The word "treehouse" occurs in some of the lines below; copy each of those lines.

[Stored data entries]
══════════════════════════════

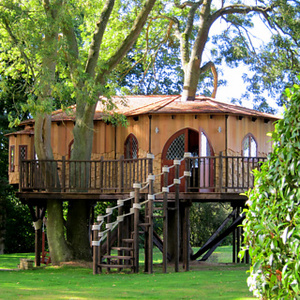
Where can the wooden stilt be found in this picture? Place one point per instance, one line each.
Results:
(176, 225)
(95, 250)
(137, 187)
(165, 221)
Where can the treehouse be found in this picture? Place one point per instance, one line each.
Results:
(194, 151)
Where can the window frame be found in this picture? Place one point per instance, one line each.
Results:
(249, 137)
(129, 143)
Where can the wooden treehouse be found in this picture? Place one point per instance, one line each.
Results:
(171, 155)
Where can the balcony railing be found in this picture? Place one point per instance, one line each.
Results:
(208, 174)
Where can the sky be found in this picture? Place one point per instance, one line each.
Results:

══════════════════════════════

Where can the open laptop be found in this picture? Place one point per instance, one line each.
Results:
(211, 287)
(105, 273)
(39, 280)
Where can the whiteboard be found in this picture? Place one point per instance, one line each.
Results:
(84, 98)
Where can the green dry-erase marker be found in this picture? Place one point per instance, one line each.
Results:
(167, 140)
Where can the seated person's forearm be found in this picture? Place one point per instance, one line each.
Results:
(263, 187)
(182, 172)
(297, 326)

══════════════════════════════

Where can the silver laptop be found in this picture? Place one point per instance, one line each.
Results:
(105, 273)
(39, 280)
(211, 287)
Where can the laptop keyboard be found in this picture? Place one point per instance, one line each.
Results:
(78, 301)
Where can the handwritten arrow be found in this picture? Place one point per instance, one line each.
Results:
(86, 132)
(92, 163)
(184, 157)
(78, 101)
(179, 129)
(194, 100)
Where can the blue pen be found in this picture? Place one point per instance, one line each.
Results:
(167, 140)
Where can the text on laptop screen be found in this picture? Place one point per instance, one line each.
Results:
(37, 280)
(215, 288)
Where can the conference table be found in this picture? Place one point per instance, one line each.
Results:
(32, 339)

══════════════════════════════

Response below.
Where can the treehouse be found in this picture? Place one point per instance, one line each.
Where can the wooden treehouse be found in this picture? Place one point per instance, one line each.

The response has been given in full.